##### Records for this task #####
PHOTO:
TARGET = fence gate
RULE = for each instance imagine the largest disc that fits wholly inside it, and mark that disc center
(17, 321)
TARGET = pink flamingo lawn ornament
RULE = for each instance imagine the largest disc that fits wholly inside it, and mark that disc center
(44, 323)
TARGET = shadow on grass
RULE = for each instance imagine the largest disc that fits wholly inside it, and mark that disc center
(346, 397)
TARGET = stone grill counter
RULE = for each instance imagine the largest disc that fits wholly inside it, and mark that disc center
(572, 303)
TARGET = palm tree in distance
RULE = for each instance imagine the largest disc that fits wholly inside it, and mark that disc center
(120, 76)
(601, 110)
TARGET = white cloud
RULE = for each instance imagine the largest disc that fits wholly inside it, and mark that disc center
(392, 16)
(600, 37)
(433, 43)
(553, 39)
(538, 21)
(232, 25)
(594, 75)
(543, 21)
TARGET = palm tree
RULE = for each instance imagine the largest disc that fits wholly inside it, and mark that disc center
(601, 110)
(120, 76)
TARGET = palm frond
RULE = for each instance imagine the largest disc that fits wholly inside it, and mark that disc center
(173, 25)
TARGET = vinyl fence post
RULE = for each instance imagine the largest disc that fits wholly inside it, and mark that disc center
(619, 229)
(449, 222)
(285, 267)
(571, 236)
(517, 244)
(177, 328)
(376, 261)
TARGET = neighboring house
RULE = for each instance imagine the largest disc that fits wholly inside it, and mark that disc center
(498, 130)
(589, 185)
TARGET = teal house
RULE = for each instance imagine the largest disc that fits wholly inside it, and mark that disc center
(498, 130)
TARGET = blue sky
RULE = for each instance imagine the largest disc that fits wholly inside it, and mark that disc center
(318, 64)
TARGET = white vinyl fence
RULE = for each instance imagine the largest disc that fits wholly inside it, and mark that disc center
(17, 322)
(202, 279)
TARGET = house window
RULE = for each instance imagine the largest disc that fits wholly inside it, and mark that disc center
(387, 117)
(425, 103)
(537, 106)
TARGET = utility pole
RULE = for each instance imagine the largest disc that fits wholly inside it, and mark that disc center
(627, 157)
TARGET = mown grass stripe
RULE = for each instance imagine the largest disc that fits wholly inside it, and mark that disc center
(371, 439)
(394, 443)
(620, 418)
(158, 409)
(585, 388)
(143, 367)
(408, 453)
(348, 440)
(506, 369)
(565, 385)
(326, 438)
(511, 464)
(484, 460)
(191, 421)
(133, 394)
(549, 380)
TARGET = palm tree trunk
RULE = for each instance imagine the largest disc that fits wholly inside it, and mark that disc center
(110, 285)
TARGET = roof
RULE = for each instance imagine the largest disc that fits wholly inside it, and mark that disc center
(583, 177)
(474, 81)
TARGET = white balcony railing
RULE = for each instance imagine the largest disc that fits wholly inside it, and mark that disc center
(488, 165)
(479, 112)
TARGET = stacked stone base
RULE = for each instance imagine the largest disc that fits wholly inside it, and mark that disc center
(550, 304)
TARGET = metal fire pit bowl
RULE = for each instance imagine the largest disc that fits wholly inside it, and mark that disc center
#####
▶ [To do]:
Each entry is to be retyped exactly as it appears.

▶ [Written response]:
PHOTO:
TARGET = fence gate
RULE = for each instance imagine the largest disc that fits wholly inside it, and mark that disc center
(17, 321)
TARGET = pink flamingo lawn ornament
RULE = for each instance imagine the largest disc that fits wholly inside it, and mark that disc center
(44, 323)
TARGET = shadow on grass
RULE = for each instance imagine the largest disc that fits wholly inside it, and mark that disc center
(346, 397)
TARGET = stone grill counter
RULE = for each instance imagine the largest disc that fits wholly inside it, and mark that disc center
(572, 303)
TARGET = palm tree in distance
RULE = for each instance imagine the largest disc that fits wholly inside it, and mark that disc center
(120, 76)
(601, 110)
TARGET = white cloud
RULE = for each instance imagine the largest disc that fits wholly inside it, and mark that disc center
(392, 16)
(600, 37)
(433, 43)
(553, 39)
(538, 21)
(232, 25)
(594, 75)
(543, 21)
TARGET = palm tree
RULE = for each instance imagine the largest disc that fits wholly inside it, and mark that disc center
(601, 110)
(120, 76)
TARGET = palm frond
RULE = for each instance imagine the largest disc that fits wholly inside it, and mark that disc center
(173, 25)
TARGET = vinyl fence post
RULE = for each instance imagine the largest disc that fits wholly inside it, and mark that disc center
(619, 229)
(449, 222)
(285, 267)
(571, 236)
(517, 244)
(177, 328)
(376, 261)
TARGET = neighboring house
RULE = for each instance imagine the largest disc that fits wholly inside it, and mark that disc center
(498, 130)
(589, 185)
TARGET = teal house
RULE = for each instance imagine the largest disc that fits wholly inside it, and mark that disc center
(498, 130)
TARGET = blue sky
RULE = for each instance imagine the largest disc that fits wholly inside it, and mark that disc center
(318, 64)
TARGET = white vinyl fence
RULE = for each instance imagine the largest disc that fits wholly inside it, and mark that disc center
(17, 322)
(202, 279)
TARGET = house window
RULE = for each instance imagine the largest disc that fits wholly inside it, and mark that disc center
(387, 117)
(425, 103)
(537, 106)
TARGET = utility pole
RULE = for each instance imagine the largest disc that fits wholly inside it, and mark that disc center
(627, 157)
TARGET = mown grass stripe
RULE = for each instance imagine the largest disc that fits wholly inside it, and mark that disc center
(371, 439)
(394, 443)
(620, 418)
(158, 409)
(585, 388)
(143, 367)
(408, 453)
(348, 440)
(506, 369)
(565, 385)
(326, 438)
(511, 464)
(484, 460)
(191, 421)
(133, 394)
(549, 380)
TARGET = palm tree trunk
RULE = for each instance imagine the largest disc that fits wholly inside it, and mark that disc center
(110, 285)
TARGET = roof
RULE = for each instance imagine the largest disc that fits wholly inside it, and mark that disc center
(583, 177)
(474, 81)
TARGET = white balcony railing
RULE = for each instance imagine the largest disc that fits wholly inside it, and mark that disc center
(488, 165)
(479, 112)
TARGET = stacked stone base
RULE = for each instance imagine the largest disc that fits wholly inside it, and mark that disc center
(550, 304)
TARGET = metal fire pit bowl
RULE = for each instance imagine the largest disc that fits wholly inside it, and mark that disc center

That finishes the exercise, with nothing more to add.